Find each line of the listing below that contains the string "muddy", and copy all such lines.
- - - - - - -
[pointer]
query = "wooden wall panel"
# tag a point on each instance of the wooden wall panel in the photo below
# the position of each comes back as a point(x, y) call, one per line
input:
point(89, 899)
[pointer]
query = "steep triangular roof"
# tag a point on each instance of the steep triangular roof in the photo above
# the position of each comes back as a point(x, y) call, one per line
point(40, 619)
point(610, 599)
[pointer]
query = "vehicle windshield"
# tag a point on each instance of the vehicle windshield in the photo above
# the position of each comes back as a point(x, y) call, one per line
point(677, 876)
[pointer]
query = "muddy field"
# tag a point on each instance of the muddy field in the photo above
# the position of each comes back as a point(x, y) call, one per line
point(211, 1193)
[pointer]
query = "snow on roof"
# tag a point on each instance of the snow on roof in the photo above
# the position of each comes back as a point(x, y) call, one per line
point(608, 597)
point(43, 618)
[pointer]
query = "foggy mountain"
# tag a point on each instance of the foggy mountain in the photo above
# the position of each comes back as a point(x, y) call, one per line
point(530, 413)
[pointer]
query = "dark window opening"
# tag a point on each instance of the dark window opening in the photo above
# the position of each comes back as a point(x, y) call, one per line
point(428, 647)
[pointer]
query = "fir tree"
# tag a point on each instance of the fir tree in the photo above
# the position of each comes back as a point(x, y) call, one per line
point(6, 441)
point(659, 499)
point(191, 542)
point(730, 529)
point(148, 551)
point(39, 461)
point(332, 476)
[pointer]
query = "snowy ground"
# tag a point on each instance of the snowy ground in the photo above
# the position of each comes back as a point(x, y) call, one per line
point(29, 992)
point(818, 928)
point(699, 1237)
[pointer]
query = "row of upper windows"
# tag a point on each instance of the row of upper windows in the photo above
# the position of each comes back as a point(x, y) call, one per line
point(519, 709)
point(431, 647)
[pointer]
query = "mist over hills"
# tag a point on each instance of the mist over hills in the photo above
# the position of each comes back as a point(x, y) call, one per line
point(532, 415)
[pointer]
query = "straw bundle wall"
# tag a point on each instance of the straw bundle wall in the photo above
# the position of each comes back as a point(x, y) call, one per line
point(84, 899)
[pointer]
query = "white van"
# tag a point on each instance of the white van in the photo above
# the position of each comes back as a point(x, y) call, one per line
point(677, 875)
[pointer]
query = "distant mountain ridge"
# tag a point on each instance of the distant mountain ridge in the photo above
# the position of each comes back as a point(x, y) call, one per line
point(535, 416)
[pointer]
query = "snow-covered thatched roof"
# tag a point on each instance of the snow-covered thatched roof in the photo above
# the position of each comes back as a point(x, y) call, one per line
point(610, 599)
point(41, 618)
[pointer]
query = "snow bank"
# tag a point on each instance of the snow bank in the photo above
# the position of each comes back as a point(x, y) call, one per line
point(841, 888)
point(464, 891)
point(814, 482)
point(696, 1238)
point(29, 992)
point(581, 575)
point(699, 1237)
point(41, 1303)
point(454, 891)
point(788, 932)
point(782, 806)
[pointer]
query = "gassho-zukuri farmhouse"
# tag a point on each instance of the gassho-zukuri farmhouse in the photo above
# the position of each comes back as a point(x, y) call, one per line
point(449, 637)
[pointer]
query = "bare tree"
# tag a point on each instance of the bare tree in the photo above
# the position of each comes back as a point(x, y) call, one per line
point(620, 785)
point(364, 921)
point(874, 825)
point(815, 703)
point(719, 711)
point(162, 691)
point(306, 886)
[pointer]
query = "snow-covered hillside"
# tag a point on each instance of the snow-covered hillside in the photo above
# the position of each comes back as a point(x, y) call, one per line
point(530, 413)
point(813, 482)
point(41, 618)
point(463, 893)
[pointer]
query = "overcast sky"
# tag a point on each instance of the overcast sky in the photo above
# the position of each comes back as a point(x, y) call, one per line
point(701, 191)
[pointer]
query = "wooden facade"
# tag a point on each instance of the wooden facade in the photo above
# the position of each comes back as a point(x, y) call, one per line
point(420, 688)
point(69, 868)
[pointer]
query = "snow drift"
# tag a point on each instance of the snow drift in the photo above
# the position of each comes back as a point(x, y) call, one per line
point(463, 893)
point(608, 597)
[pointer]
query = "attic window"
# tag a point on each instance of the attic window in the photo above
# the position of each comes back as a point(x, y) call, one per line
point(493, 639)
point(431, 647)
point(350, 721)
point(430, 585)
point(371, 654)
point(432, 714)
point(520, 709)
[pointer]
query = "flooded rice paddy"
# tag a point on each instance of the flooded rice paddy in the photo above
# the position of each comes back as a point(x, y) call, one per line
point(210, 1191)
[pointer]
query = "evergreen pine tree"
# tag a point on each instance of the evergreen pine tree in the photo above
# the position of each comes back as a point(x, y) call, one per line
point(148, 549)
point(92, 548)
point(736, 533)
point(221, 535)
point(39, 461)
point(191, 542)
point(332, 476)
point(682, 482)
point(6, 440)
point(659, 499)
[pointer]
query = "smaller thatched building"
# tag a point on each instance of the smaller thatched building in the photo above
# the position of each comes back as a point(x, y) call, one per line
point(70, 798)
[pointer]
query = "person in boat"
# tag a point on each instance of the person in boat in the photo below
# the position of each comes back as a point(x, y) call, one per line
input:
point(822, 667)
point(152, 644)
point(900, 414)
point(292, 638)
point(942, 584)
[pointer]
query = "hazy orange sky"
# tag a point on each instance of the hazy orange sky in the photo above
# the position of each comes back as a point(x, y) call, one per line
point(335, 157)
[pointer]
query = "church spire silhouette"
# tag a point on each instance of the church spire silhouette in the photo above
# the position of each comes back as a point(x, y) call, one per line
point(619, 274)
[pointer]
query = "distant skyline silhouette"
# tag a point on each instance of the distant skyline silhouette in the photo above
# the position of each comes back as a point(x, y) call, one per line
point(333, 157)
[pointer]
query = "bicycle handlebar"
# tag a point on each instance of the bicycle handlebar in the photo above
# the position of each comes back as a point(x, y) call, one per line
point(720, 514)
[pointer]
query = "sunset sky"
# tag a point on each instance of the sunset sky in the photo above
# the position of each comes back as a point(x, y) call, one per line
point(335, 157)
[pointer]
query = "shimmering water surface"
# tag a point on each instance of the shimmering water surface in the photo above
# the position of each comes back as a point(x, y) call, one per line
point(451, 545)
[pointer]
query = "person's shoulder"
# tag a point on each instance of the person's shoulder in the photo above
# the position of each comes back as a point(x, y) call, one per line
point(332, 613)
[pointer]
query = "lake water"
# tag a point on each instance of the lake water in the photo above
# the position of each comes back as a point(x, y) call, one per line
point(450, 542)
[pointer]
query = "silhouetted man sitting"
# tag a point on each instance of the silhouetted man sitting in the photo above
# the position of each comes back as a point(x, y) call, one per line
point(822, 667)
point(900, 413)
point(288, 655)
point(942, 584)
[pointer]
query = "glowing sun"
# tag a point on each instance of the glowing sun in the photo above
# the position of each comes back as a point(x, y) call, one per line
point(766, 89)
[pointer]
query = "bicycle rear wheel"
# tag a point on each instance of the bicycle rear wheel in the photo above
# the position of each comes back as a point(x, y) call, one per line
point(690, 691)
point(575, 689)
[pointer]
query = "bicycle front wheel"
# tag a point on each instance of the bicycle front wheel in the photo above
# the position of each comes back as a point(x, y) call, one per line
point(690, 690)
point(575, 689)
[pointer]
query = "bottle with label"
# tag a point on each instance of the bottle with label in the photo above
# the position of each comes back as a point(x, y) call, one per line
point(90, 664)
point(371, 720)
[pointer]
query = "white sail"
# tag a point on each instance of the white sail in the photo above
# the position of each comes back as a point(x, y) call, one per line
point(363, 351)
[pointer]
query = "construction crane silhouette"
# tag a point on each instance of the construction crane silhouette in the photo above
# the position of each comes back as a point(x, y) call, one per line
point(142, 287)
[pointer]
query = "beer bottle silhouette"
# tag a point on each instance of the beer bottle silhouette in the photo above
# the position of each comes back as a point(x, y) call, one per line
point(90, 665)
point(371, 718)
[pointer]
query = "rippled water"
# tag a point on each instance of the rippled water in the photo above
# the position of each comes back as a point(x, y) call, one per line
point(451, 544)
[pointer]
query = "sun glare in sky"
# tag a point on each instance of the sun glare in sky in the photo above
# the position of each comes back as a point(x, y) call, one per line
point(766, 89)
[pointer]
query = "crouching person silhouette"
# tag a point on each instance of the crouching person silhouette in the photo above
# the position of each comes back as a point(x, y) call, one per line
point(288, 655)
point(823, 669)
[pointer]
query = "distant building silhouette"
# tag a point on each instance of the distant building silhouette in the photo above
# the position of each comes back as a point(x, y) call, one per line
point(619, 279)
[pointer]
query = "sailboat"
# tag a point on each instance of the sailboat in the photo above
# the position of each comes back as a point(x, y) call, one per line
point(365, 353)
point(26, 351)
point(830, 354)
- - - - - - -
→ **Problem solution**
query = "muddy field"
# tag a point on each instance of the muddy field in the photo above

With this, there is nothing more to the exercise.